DATA SUPPLIED:

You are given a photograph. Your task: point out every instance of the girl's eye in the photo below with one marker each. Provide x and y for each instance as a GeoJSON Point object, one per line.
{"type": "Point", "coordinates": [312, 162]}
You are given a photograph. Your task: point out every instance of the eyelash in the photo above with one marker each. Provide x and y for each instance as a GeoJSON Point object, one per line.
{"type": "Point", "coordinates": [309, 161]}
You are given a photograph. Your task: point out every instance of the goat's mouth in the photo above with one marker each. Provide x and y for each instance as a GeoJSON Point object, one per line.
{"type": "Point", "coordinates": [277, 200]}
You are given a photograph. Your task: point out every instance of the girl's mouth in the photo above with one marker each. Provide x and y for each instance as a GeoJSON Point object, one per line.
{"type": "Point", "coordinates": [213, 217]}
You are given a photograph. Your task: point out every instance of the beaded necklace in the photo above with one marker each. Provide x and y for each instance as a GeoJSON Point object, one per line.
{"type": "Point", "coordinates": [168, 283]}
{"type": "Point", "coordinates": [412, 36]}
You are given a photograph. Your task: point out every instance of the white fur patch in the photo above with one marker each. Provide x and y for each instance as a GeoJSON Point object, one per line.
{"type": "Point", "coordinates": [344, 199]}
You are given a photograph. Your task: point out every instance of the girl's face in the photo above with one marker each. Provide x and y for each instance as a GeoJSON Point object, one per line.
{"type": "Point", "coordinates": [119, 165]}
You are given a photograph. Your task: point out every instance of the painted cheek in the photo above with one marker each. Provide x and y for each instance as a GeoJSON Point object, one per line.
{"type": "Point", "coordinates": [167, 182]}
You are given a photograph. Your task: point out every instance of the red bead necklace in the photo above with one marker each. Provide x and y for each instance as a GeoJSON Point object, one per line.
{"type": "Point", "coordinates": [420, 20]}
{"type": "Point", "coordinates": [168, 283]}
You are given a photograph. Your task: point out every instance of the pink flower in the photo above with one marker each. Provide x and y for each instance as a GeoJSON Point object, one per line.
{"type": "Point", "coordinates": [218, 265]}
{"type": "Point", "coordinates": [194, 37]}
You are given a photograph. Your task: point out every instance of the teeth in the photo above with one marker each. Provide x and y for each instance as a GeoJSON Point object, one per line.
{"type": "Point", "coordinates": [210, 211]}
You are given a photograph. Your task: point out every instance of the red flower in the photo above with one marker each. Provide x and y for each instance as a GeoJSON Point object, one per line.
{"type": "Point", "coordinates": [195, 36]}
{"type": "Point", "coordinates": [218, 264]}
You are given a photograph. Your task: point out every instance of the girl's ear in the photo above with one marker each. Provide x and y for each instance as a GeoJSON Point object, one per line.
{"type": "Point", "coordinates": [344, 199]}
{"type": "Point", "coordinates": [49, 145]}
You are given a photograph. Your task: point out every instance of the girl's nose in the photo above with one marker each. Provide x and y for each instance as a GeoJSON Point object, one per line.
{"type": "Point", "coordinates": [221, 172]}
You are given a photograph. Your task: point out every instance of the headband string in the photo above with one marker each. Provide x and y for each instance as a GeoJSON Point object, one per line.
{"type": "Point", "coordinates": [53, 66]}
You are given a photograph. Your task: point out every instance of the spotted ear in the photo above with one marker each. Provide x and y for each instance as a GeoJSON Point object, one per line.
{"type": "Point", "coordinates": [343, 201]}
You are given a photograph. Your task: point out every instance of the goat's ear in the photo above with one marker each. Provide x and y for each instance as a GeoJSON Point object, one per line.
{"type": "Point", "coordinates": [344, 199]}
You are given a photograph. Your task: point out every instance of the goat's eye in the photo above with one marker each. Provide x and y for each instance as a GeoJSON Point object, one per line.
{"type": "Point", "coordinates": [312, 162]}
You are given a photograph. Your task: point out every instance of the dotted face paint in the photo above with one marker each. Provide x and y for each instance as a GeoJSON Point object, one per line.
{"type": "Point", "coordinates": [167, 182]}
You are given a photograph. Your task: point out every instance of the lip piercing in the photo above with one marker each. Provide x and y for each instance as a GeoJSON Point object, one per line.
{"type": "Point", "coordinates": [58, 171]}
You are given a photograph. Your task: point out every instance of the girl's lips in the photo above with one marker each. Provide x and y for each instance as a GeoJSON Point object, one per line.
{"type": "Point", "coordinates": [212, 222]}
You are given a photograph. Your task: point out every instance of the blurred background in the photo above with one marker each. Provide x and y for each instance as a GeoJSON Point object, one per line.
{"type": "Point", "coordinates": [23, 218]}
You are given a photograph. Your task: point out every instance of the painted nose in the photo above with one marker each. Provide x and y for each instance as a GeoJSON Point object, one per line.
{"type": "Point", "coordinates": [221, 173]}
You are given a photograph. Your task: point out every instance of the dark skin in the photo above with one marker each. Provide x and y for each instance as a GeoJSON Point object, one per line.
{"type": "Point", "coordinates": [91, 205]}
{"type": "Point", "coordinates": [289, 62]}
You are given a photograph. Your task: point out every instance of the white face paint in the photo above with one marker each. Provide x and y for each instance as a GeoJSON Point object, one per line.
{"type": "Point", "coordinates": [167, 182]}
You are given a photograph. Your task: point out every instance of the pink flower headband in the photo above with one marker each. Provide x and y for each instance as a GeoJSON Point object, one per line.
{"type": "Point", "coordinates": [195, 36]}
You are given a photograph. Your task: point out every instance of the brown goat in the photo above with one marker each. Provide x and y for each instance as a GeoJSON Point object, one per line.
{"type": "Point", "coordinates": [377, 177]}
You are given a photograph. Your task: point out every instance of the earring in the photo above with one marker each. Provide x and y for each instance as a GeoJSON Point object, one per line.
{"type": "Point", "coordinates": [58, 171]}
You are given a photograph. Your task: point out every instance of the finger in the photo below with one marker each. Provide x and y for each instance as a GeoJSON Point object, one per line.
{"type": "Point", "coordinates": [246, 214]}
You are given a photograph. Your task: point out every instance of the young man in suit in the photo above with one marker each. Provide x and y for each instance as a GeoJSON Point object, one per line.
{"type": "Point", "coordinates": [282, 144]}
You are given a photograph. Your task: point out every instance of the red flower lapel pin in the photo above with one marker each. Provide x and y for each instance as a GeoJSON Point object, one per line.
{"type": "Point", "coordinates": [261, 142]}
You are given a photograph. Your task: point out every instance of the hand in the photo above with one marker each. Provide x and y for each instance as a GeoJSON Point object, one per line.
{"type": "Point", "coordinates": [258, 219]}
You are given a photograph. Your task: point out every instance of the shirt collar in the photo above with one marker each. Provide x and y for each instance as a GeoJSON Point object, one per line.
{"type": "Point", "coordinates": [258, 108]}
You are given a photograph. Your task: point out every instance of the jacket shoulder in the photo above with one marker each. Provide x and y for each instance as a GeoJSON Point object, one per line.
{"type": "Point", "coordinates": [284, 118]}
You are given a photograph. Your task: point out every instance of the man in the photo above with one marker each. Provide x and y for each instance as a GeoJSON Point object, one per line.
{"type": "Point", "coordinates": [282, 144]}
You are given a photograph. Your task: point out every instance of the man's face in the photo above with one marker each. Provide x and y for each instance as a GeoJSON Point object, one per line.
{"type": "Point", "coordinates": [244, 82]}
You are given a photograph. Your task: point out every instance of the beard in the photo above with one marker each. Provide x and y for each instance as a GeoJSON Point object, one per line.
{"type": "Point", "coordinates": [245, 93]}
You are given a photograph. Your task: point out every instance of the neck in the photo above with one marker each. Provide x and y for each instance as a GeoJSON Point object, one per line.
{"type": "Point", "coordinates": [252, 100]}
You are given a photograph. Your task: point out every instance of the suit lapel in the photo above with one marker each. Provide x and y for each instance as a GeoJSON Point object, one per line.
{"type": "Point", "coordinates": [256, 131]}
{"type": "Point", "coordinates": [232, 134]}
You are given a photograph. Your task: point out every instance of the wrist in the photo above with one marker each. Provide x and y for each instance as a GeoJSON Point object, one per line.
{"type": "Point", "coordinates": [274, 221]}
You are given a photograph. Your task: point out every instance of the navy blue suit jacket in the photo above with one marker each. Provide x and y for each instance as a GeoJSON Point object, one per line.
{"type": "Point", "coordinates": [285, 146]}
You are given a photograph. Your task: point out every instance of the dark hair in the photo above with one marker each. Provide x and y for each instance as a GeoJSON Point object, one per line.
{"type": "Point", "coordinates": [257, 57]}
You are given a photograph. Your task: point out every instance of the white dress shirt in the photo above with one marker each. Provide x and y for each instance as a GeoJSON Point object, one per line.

GIVEN REQUEST:
Print only the lines from the one with "of the navy" to the end of the records, both included.

PROBLEM SOLUTION:
You are given a photograph. Your task: point out every instance of the navy blue suit jacket in the photo above with one marker each. Provide x and y for each instance as a GeoJSON Point object, one per line.
{"type": "Point", "coordinates": [285, 146]}
You are given a photograph. Your task: point out every instance of the dark hair in the photo above with one marker each. Provide x and y for each instance as a GeoJSON Point object, one per line.
{"type": "Point", "coordinates": [257, 57]}
You are given a photograph. Your task: point out every instance of the white dress shirt in the photo above with one marker each. Provide x and y for each instance as a GeoJSON Point object, one per line.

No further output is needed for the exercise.